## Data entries
+ + + +

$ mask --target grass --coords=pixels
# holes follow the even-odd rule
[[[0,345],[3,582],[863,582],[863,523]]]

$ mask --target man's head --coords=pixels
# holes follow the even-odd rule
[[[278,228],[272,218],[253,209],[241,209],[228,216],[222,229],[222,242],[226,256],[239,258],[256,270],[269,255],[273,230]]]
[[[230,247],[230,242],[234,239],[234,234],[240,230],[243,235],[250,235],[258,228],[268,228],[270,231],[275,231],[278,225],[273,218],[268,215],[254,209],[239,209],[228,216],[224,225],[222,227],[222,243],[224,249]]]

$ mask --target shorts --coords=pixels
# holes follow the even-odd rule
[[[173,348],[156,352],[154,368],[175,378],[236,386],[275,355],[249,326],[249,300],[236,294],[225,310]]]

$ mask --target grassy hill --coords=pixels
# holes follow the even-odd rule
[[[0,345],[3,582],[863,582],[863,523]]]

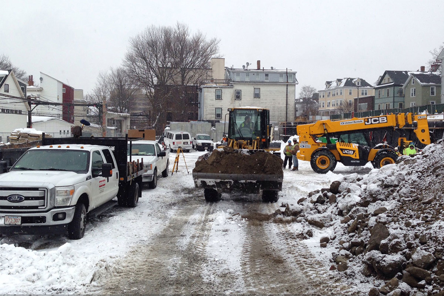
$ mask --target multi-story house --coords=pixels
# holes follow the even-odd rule
[[[411,73],[402,87],[405,107],[438,103],[441,86],[441,75],[438,72]]]
[[[28,111],[26,86],[22,85],[13,71],[0,70],[0,141],[9,142],[11,132],[27,126]]]
[[[444,85],[444,75],[443,75],[442,73],[442,62],[444,60],[444,48],[441,51],[441,52],[440,54],[438,55],[438,57],[436,58],[436,62],[440,62],[441,63],[441,103],[444,104],[444,88],[442,87],[442,86]]]
[[[32,75],[29,76],[27,87],[28,95],[38,97],[41,101],[50,104],[39,105],[32,114],[40,116],[52,116],[71,123],[74,122],[74,88],[49,75],[40,72],[40,85],[34,86]],[[62,106],[51,103],[64,104]],[[68,104],[64,105],[64,104]],[[69,104],[71,104],[71,105]]]
[[[199,119],[224,121],[229,108],[254,106],[269,109],[272,122],[294,121],[297,72],[261,68],[259,60],[256,69],[214,66],[199,89]]]
[[[355,99],[357,111],[368,110],[368,98],[374,95],[373,86],[359,78],[338,78],[334,81],[325,81],[325,89],[318,92],[318,112],[321,116],[353,111]]]

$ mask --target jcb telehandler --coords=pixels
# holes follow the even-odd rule
[[[394,163],[398,155],[390,145],[382,143],[373,146],[370,135],[372,132],[394,129],[413,130],[419,142],[430,144],[425,114],[400,113],[344,120],[320,120],[297,126],[300,148],[297,158],[309,161],[313,170],[320,174],[333,171],[338,162],[345,166],[364,166],[371,162],[373,167],[380,168]],[[412,141],[400,138],[400,140],[401,139],[405,142]]]

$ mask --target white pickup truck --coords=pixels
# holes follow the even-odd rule
[[[198,134],[191,138],[193,149],[198,151],[211,151],[214,148],[213,139],[209,135]]]
[[[130,157],[136,161],[140,161],[143,158],[146,170],[142,175],[142,181],[147,182],[149,187],[154,189],[157,186],[159,176],[168,177],[170,149],[164,148],[155,141],[140,140],[132,143],[131,147],[130,143],[128,144],[128,161]]]
[[[141,160],[127,162],[127,137],[44,138],[0,174],[0,235],[67,230],[69,238],[79,239],[87,217],[118,203],[137,205],[146,169]],[[0,162],[0,172],[5,165]]]

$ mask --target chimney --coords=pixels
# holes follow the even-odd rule
[[[28,76],[28,87],[34,86],[34,81],[32,80],[32,75],[30,75],[29,76]]]

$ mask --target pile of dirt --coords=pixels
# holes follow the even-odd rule
[[[199,157],[193,172],[231,174],[283,175],[282,159],[264,151],[214,150]]]
[[[297,221],[332,233],[320,241],[334,250],[330,270],[374,286],[369,295],[444,295],[443,151],[441,140],[293,206]]]

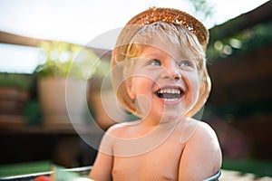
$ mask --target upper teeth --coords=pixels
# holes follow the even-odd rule
[[[159,93],[177,93],[180,94],[180,90],[179,89],[162,89],[158,91]]]

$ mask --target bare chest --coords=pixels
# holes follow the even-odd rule
[[[166,140],[140,155],[115,157],[113,180],[178,180],[183,145]]]

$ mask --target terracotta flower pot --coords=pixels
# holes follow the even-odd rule
[[[72,129],[72,123],[83,123],[83,113],[87,109],[85,84],[86,81],[75,80],[69,80],[66,84],[64,78],[39,81],[39,100],[45,128]]]

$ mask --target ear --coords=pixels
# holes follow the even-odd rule
[[[129,94],[129,96],[131,97],[131,100],[135,100],[136,99],[136,94],[133,89],[133,84],[132,84],[132,79],[128,79],[125,81],[125,87],[127,90],[127,92]]]

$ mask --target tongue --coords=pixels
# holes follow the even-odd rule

+ + + +

## WHAT TO DO
Identify and copy each line of the data above that contains the string "teeth". Matching is case-sensitive.

## EXERCISE ANSWER
$ mask --target upper teeth --coords=pixels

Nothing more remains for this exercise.